WHAT TO DO: Which lines in the data below contain the string "garage"? Gather each of them, copied in full.

▬▬▬▬▬▬▬▬▬▬

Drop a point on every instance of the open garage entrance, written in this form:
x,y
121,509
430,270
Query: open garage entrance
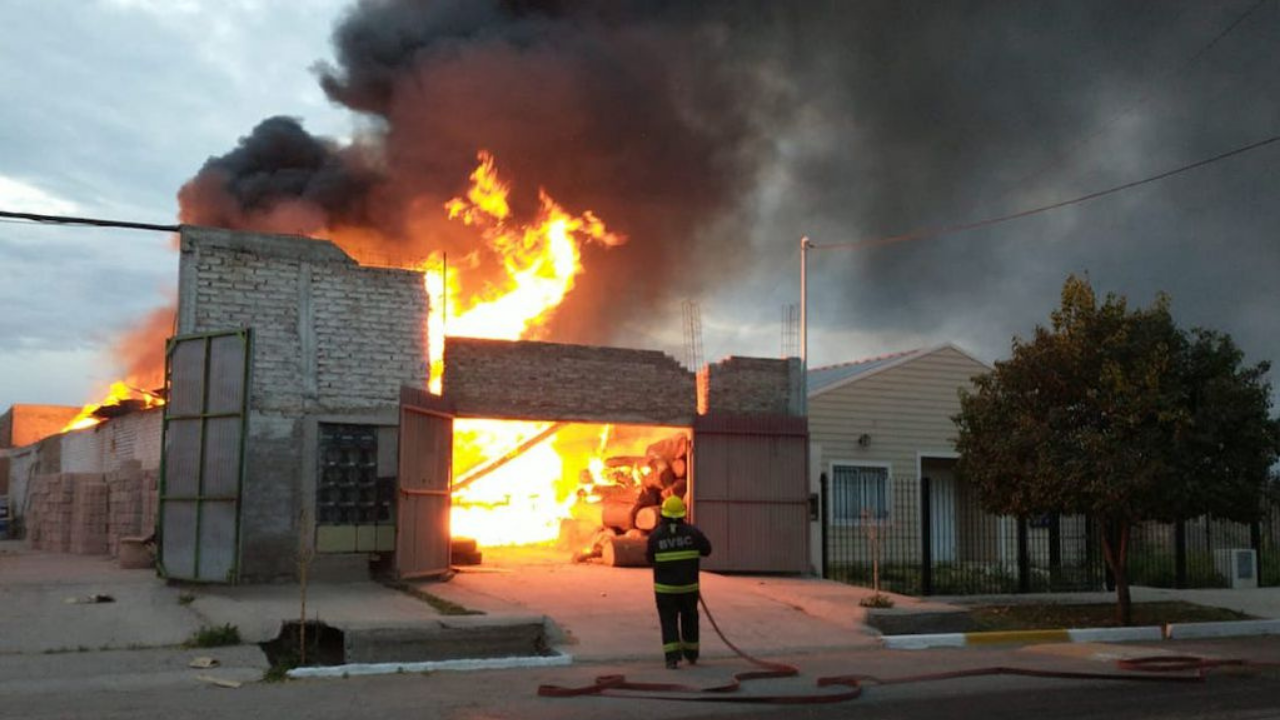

▬▬▬▬▬▬▬▬▬▬

THE OUTPUT:
Drop a point on every instance of the open garage entrance, written in this form:
Query: open garage entrance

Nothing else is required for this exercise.